* **Written task**: Reproduce the lines starting with the line containing "Confirm that each instance of the dirt" and going on through the line containing "[[984, 500], [778, 504]]", changing "dirt trail" to "gravel path" and leaving all else as it stands. Return only those lines.

----- Task inputs

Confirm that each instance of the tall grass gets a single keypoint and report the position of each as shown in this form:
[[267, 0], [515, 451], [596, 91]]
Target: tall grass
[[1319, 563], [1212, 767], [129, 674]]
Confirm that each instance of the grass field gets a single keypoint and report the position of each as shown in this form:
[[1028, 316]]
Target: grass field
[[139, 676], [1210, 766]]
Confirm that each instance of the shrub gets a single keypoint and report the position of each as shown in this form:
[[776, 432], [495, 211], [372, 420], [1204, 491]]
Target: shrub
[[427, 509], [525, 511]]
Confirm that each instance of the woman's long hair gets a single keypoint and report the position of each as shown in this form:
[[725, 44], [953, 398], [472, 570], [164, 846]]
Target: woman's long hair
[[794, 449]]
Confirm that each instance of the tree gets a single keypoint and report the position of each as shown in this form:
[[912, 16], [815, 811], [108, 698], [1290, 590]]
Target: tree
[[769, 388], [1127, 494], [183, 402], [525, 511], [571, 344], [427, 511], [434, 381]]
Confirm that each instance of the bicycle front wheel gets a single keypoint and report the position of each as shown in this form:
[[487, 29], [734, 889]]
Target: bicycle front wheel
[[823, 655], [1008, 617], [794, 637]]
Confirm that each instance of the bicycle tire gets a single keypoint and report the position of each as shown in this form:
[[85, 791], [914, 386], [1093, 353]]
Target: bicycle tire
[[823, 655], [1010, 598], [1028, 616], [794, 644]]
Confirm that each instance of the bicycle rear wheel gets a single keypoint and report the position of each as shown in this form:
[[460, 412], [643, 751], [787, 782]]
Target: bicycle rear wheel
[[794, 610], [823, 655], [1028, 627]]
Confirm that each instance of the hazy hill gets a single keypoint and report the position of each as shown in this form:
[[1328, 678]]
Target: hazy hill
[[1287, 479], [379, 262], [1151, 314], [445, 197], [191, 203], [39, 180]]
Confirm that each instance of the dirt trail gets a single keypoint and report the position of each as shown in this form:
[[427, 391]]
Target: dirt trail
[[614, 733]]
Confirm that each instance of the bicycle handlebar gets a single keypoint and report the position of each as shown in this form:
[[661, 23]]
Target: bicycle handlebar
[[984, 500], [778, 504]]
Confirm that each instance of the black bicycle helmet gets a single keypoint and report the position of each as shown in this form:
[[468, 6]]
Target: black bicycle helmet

----------

* **Solution for this problem**:
Confirm that each instance of the gravel path gets a single keypoint and report the position of each as shown in this form:
[[427, 391]]
Target: gravel path
[[614, 733]]
Confirm that each instance of the bicycle handlebar gets a single keypoint and report the position of each as shown in this form:
[[661, 23]]
Target: bicycle handlebar
[[984, 500], [778, 504]]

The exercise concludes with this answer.